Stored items
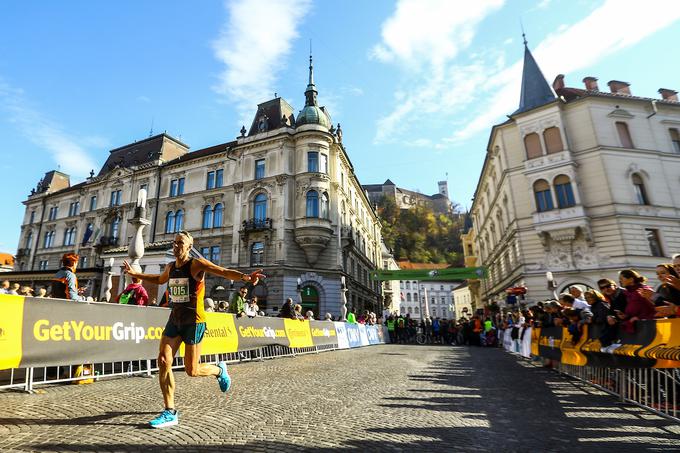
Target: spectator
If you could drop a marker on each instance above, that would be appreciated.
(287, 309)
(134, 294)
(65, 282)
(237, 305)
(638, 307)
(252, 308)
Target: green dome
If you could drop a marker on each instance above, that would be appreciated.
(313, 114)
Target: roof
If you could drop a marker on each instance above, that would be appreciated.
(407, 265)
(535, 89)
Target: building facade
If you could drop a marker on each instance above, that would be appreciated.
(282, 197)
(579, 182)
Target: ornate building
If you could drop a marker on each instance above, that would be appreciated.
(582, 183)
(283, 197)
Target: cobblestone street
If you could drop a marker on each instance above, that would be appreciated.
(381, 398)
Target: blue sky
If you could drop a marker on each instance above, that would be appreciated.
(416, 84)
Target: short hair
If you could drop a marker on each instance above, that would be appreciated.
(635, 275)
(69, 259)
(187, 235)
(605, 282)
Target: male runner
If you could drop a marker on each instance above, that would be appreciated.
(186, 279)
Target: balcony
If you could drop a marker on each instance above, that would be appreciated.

▶ [Task instructions]
Give again, word for word, every line from the one holding "Target: short hair" to the end of the data.

▶ [Exercise solution]
Target: short hair
If you could drop a marker on each instance above, that would be appreciated.
(635, 275)
(69, 259)
(187, 235)
(605, 282)
Target: male runner
If you could drop a marker on each instance above, that would be appreciated.
(186, 279)
Target: balcony
If you could drop a marker on each instance above, that would be appreciated.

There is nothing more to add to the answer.